TASK TO CARRY OUT –
Arrange the lines below as a numbered list, leaving out any blank lines.
═══ INPUT DATA
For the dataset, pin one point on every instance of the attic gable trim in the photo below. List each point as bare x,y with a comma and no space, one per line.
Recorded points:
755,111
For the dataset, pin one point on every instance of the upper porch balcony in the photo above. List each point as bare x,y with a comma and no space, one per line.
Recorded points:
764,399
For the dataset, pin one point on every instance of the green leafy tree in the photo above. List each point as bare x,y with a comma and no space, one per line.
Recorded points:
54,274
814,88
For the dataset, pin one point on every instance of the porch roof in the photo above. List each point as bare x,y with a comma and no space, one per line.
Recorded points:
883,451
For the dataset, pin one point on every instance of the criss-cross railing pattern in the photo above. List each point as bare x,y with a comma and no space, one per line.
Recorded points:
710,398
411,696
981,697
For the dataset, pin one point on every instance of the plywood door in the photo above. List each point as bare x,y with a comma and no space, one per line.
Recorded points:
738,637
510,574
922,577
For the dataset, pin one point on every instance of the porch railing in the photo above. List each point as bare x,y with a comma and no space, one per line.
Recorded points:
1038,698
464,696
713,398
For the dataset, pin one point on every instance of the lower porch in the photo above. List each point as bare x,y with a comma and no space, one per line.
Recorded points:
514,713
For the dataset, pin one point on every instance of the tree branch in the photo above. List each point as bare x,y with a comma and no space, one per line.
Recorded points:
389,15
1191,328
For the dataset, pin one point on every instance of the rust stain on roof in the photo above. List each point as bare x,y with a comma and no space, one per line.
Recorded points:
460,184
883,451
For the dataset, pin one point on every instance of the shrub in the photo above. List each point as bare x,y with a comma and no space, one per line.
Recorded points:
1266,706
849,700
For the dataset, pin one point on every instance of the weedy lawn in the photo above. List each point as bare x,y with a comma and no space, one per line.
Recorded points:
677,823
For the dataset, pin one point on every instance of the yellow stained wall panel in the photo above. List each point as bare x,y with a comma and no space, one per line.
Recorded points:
══════
COMPLETED EXERCISE –
1. For the dataset, pin one point on every instance of the attic gable trim in the photo below. List each point as bare x,y with a comma and no space, one per line.
2. Recorded points:
3. 755,111
4. For the dataset, pin one point on every instance of the upper porch balcony in the photo above. List each point as bare x,y with a comma and no space, one per line.
5. Recorded points:
6. 764,399
7. For the dataset, pin one point on every instance of the green leafy tree in the photo above. List each point as bare x,y with a comma and no space, one per line.
8. Recorded points:
9. 54,274
10. 814,88
11. For the dataset, pin one point on every instance of the porch roof in the photo above. List each point as bare x,y with a comma and no space, one per line.
12. Recorded points:
13. 883,451
14. For the dataset, pin one point on every instance of the criss-cross railing pattern in the photo above. List each point as bare x,y with a comma and no space, one per line.
15. Recorded points:
16. 710,398
17. 411,696
18. 981,697
19. For the dataset, pin one point on every instance of the plywood door in the photo above. List each point as bare x,y with a comma and no space, one per line.
20. Recorded points:
21. 738,637
22. 510,574
23. 922,577
24. For the dataset, pin one point on every instance of the porch railing in the photo above. List each point as bare x,y with a comma and no space, one per line.
25. Recorded points:
26. 1038,698
27. 464,696
28. 713,398
29. For the dataset, pin one point on every instance of the lower porch in the photo above. List each point as bare x,y with a comma and no space, one per line.
30. Recorded points:
31. 514,713
32. For the dataset, pin one point on every instance of the tree branch in the photo above. List each point as bare x,y with a comma and no space, one per line.
33. Recorded points:
34. 389,15
35. 1191,328
36. For the dataset, pin one point on every instance of the rust stain on roof in the photo above. List each point as bare x,y with a comma and no space, one per line.
37. Recorded points:
38. 460,184
39. 883,451
40. For the dataset, pin one point on every instance of the shrub in the photo above. List each point as bare x,y with a comma and no space, one per line.
41. Recorded points:
42. 1266,706
43. 849,700
44. For the dataset, pin one point on every instance of the weedy lawn in the photo above. List each point as bare x,y with a comma and no space, one per line.
45. Recorded points:
46. 677,823
47. For the dataset, pin one point on every instance of the yellow stained wall panel in the photo above. List each point as bare x,y with a comma and no space, one per line.
48. Recorded points:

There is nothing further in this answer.